BRIEF:
An exact copy of all the data is the required output.

MATERIAL SHOWN:

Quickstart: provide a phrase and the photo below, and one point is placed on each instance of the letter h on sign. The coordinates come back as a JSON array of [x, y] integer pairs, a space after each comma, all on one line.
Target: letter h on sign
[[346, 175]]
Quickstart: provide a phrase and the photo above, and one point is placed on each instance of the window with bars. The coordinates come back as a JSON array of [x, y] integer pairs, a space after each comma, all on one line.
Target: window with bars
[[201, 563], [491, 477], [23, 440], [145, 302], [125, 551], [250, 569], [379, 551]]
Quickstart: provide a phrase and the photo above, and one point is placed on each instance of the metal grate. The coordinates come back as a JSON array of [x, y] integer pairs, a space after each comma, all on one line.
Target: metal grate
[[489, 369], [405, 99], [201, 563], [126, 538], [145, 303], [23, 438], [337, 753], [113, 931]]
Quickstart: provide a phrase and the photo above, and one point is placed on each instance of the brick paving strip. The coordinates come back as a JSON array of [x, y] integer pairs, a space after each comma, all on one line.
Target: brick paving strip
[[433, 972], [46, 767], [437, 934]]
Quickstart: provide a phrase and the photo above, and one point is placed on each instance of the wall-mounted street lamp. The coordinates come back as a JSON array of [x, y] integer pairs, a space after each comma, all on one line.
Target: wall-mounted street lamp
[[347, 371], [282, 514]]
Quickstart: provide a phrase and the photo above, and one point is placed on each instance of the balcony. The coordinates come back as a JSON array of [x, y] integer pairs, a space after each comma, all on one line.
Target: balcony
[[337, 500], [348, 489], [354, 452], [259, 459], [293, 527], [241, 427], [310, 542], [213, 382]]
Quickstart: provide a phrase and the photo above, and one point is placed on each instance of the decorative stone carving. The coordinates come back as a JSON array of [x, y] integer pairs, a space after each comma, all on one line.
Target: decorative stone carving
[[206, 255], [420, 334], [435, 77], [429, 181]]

TASK ANSWER:
Quickstart: provide a phrase and the photo below, and one point is placed on each instance of the letter h on sign. The coordinates come back as a JSON array of [x, y] integer pairs, a space after each comma, all on one line.
Target: letter h on sign
[[346, 175]]
Quickstart: provide a phrase and the photo above, and one point is placed on each instance of the window with bars. The coordinates come back as a JSON array of [x, y] integer pairs, a space after each comma, all on one line.
Target: window with bars
[[201, 563], [491, 477], [23, 440], [145, 302], [125, 551], [250, 569], [379, 551]]
Quickstart: provide a phrase and the photo above, and one point is placed on each instance of the metal grate. The coordinates come back as a JSON array of [x, y] integer pairs, a space after each comma, all on one line.
Target: metal grate
[[489, 369], [405, 99], [201, 563], [126, 538], [145, 303], [23, 438], [337, 753], [113, 931]]
Quickstart: provide a phrase and the photo above, and one point is placed on each instance of the brick paving strip. The coordinates come back as a JSON array of [x, y] integer pairs, a space after each comma, all on one line.
Target: brick paving strip
[[433, 972], [46, 767], [437, 934]]
Quickstart: provide a phrase and the photo above, and one point is placed on each instance of the wall-mounted street lamp. The coordinates come back as a JSON array of [x, y] integer pairs, a space after each comma, all on one line.
Target: wall-mounted street lamp
[[347, 371], [282, 514]]
Quickstart: provide a phrase and the photo above, and one point is placed on each instance of the balcony. The coordinates come back as a JSON array of [x, y] integer pairs, a space after each comma, all on one line.
Target: balcony
[[337, 500], [348, 489], [354, 452], [259, 459], [293, 527], [241, 427], [310, 542], [213, 382]]
Quickstart: provide a phrase and the photo above, and one point is placed on each instance of the decorative stone carving. The coordinates come back as a JSON array of [x, y] integer pairs, a space after each comma, all on one line.
Target: decorative stone carving
[[206, 255], [420, 334], [435, 77], [429, 181]]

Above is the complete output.